What to work on:
Return the following data lines without any changes.

Object location annotation data:

******************************

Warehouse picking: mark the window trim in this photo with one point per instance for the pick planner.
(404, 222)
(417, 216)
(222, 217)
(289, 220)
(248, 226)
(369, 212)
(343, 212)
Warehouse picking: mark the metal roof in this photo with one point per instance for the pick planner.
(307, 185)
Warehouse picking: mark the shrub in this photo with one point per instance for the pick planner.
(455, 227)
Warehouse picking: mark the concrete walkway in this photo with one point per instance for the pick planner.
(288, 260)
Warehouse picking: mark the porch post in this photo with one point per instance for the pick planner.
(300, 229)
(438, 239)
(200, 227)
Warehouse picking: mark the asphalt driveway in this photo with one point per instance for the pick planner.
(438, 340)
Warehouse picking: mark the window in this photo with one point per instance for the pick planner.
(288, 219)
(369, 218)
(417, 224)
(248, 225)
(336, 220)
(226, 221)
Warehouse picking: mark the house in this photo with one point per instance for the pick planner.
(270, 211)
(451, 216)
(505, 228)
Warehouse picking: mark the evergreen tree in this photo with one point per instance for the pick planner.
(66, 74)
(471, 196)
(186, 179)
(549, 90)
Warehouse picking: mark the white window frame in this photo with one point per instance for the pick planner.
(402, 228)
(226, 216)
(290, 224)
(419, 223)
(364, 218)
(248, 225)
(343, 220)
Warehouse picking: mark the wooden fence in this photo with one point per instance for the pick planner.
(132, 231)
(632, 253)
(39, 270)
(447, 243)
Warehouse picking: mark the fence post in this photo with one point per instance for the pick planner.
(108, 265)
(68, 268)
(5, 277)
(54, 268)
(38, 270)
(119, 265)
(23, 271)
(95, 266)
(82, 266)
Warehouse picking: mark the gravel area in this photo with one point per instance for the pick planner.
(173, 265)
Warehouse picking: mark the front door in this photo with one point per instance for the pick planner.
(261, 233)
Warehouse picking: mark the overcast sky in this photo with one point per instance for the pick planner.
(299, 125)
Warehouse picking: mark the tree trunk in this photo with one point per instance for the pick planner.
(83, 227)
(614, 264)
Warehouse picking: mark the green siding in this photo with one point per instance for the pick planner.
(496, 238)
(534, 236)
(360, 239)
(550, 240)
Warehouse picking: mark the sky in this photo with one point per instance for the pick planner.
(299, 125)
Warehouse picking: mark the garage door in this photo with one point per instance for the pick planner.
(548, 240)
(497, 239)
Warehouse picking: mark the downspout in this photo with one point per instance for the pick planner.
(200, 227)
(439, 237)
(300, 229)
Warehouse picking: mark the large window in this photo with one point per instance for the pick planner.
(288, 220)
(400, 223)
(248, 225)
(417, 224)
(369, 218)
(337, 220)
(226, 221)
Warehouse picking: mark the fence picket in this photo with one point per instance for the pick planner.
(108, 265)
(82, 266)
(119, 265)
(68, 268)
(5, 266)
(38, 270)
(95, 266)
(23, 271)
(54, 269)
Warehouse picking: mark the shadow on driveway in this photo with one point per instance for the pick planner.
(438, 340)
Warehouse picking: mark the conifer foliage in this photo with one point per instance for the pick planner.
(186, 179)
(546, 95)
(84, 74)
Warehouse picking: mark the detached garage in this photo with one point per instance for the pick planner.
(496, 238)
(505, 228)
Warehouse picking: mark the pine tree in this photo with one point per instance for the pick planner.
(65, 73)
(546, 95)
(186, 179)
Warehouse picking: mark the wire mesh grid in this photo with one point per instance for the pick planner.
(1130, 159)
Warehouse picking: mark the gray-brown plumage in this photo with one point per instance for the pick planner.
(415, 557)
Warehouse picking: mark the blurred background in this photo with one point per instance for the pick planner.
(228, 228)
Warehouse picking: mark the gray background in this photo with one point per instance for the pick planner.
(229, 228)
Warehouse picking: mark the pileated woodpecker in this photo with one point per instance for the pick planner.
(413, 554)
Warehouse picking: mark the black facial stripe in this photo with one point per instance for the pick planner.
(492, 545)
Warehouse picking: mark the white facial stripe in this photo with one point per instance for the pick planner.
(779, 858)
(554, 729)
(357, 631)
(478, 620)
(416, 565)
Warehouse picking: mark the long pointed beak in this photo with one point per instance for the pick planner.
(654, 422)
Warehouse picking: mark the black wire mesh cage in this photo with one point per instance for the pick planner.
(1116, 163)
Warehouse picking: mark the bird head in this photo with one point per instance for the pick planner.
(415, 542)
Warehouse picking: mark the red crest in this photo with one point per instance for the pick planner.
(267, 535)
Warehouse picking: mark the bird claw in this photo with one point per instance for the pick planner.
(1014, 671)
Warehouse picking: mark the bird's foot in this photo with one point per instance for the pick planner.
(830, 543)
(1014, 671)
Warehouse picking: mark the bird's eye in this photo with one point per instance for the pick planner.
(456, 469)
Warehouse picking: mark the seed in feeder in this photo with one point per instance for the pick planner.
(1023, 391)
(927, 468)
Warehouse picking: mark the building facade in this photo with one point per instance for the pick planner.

******************************

Exercise result:
Warehouse picking: mark the window trim in this photo with one point per instance for the pick planner.
(404, 222)
(417, 216)
(222, 217)
(289, 220)
(248, 226)
(369, 212)
(343, 212)
Warehouse picking: mark the metal roof in this photo with one point per instance for the pick planner.
(307, 185)
Warehouse picking: mark the shrub in this photo with one point per instance for the pick planner.
(455, 227)
Warehouse picking: mark the concrete walkway in this photo with one point per instance for the pick planner.
(288, 260)
Warehouse picking: mark the porch post in this photo with one point per instance for the pick planner.
(300, 229)
(438, 239)
(200, 227)
Warehouse picking: mark the asphalt driveway in this photo with one point per instance for the pick planner.
(438, 340)
Warehouse picking: mark the window in this photo with one point per instance for the pick planner.
(288, 219)
(369, 218)
(417, 224)
(248, 225)
(336, 220)
(226, 221)
Warehouse picking: mark the house in this photo with one point per instance for the pick planner.
(270, 211)
(451, 216)
(505, 228)
Warehouse picking: mark the evergreen tree in this photo with one point per instance for the pick planner.
(66, 74)
(471, 196)
(186, 179)
(549, 90)
Warehouse picking: mark the white window frame in this photo with one point per instance for the pick planner.
(402, 228)
(226, 216)
(290, 224)
(419, 223)
(364, 218)
(248, 225)
(343, 220)
Warehouse picking: mark the wooden fence in this photo with one point per instance for the pick planner.
(132, 231)
(632, 253)
(39, 270)
(447, 243)
Warehouse picking: mark the fence post in this photo with one point per instance for the pick planner.
(108, 265)
(68, 268)
(5, 277)
(54, 268)
(38, 270)
(119, 265)
(23, 271)
(95, 266)
(82, 266)
Warehouse picking: mark the gravel area in this photo with one point per instance for the pick planner.
(173, 265)
Warehouse picking: mark the front door in this photo with one point per instance for the pick planner.
(261, 233)
Warehouse picking: mark the overcast sky in this photo with one point per instance for the pick planner.
(299, 125)
Warehouse picking: mark the tree trunk in this photo with one point per instance for the pick planner.
(83, 227)
(614, 264)
Warehouse picking: mark the green siding in this photo with one point per instance for the pick planner.
(496, 238)
(534, 236)
(360, 239)
(550, 240)
Warehouse picking: mark the sky in this photo with one point per instance for the pick planner.
(299, 125)
Warehouse picking: mark the garage door in this photo with one point per instance for the pick planner.
(548, 240)
(497, 239)
Warehouse picking: mark the downspout in this photo with one point per instance for the pick planner.
(200, 227)
(439, 237)
(300, 229)
Warehouse picking: mark the large window in this photo with one point per instance for the pick planner.
(288, 220)
(400, 223)
(248, 225)
(417, 224)
(369, 218)
(337, 220)
(226, 221)
Warehouse picking: mark the fence picket in this photo with one point per instance for the pick planner.
(108, 265)
(82, 266)
(119, 265)
(68, 268)
(5, 266)
(38, 270)
(95, 266)
(23, 271)
(54, 269)
Warehouse picking: mark the shadow on driveway in this photo with one point per instance for the pick planner.
(438, 340)
Warehouse picking: mark the conifer foliage in this photo with one point per instance for the pick planner.
(186, 179)
(546, 95)
(84, 74)
Warehouse picking: mark the detached garage in this photo with one point per instance for the pick planner.
(496, 238)
(505, 228)
Warehouse picking: mark the pine tree in this photo with one point per instance for the pick planner.
(65, 73)
(546, 95)
(186, 179)
Warehouse picking: mark the wire mesh grid in this photo with one point per instance for the pick planner.
(1130, 159)
Warehouse picking: mark the gray-brown plumage in this photo with one point per instance for the pick planner.
(415, 557)
Warehouse picking: mark the blurred background in this photo with one point per instance for the pick planner.
(228, 228)
Warehouse picking: mark the gray background in this photo with one point per instance for the pick planner.
(229, 228)
Warehouse picking: mark the pileated woodpecker in this photo with one point per instance for the pick planner.
(413, 554)
Warehouse picking: mark the black facial stripe in this photo with one point per instance for the pick planner.
(492, 545)
Warehouse picking: mark the white facial stripe in this photo with one point per instance for the pick planner.
(779, 858)
(554, 729)
(357, 631)
(478, 620)
(416, 565)
Warehouse picking: mark the long pointed beak in this photo with one point per instance for the pick planner.
(654, 422)
Warehouse picking: mark the black wire mesh cage in this photo with one point per instance for the pick planner.
(1116, 163)
Warehouse picking: mark the bird head in this photo with one point per instance for the pick planner.
(415, 542)
Warehouse picking: mark the red crest in this photo with one point per instance for the pick planner.
(267, 535)
Warehouse picking: mark the bird claw in this photo with one point per instance for the pick planner.
(1014, 671)
Warehouse picking: mark the bird's foot in this photo with one point per instance for the pick planner.
(830, 543)
(1014, 671)
Warehouse picking: mark the bird's eye in this photo with one point per instance for the pick planner.
(456, 469)
Warehouse picking: mark the seed in feeder in this photo with one point per instance for the pick planner.
(1023, 391)
(927, 468)
Warehouse picking: mark the building facade in this photo with one point per instance for the pick planner.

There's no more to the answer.